>>>

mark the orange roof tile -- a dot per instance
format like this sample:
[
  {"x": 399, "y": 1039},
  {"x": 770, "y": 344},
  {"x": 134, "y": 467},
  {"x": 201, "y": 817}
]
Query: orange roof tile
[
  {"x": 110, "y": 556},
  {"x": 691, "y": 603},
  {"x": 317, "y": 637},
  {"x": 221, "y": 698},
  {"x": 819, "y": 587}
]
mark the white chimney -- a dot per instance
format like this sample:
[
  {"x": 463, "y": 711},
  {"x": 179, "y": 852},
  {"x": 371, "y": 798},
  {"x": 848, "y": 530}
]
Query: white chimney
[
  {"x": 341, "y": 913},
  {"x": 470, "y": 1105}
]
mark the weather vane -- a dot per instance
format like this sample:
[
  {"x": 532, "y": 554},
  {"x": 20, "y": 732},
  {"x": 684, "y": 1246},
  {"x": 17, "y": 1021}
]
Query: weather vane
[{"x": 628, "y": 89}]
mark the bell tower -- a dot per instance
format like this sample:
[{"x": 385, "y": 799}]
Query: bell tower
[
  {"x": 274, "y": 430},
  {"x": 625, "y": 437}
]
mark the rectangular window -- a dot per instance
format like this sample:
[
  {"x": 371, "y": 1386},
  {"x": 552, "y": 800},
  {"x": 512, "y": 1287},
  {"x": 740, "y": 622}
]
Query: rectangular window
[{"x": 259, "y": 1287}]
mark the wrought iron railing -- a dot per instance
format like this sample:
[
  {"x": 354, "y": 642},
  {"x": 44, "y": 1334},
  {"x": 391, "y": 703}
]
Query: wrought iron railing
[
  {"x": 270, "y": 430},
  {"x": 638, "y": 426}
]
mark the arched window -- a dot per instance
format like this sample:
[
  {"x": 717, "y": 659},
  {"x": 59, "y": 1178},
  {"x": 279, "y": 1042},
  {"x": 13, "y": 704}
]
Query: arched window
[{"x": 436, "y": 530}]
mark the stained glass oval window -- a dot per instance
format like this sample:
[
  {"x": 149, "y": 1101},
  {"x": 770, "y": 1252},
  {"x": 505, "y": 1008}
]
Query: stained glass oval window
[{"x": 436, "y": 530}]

<<<

» Work instruction:
Print the listing exactly. Every line must match.

» Task response:
mark the orange roof tile -- a dot per instance
format like this sample:
[
  {"x": 399, "y": 1039},
  {"x": 770, "y": 344},
  {"x": 134, "y": 467},
  {"x": 201, "y": 817}
]
Query: orange roof tile
[
  {"x": 110, "y": 556},
  {"x": 691, "y": 603},
  {"x": 317, "y": 637},
  {"x": 221, "y": 698},
  {"x": 819, "y": 587}
]
mark the white chimney -- a dot per instance
format like this sample:
[
  {"x": 463, "y": 711},
  {"x": 179, "y": 852},
  {"x": 371, "y": 798},
  {"x": 848, "y": 530}
]
Query: white chimney
[
  {"x": 341, "y": 913},
  {"x": 470, "y": 1105}
]
mark the weather vane -- a dot per instance
format like this sample:
[
  {"x": 532, "y": 554},
  {"x": 20, "y": 732},
  {"x": 684, "y": 1246},
  {"x": 17, "y": 1021}
]
Query: weather vane
[{"x": 628, "y": 89}]
mark the bell tower -- a dot per instance
format like this sample:
[{"x": 385, "y": 799}]
Query: bell tower
[
  {"x": 274, "y": 430},
  {"x": 625, "y": 437}
]
mark the rectangular window -- a dot per instance
format like this sample:
[
  {"x": 371, "y": 1386},
  {"x": 552, "y": 800},
  {"x": 512, "y": 1287},
  {"x": 740, "y": 622}
]
Query: rectangular window
[{"x": 259, "y": 1287}]
mark the wrought iron railing -- a dot per instance
format like this sample:
[
  {"x": 354, "y": 642},
  {"x": 44, "y": 1334},
  {"x": 391, "y": 703}
]
Query: wrought iron railing
[
  {"x": 270, "y": 430},
  {"x": 638, "y": 426}
]
mark the arched window -- a dot per instance
format like this sample:
[
  {"x": 717, "y": 659},
  {"x": 59, "y": 1178},
  {"x": 279, "y": 1042},
  {"x": 13, "y": 704}
]
Query: arched window
[{"x": 436, "y": 530}]
mark the stained glass oval window -- a dot per instance
format like this sample:
[
  {"x": 149, "y": 1101},
  {"x": 770, "y": 1252},
  {"x": 505, "y": 1008}
]
Query: stained glass oval window
[{"x": 436, "y": 530}]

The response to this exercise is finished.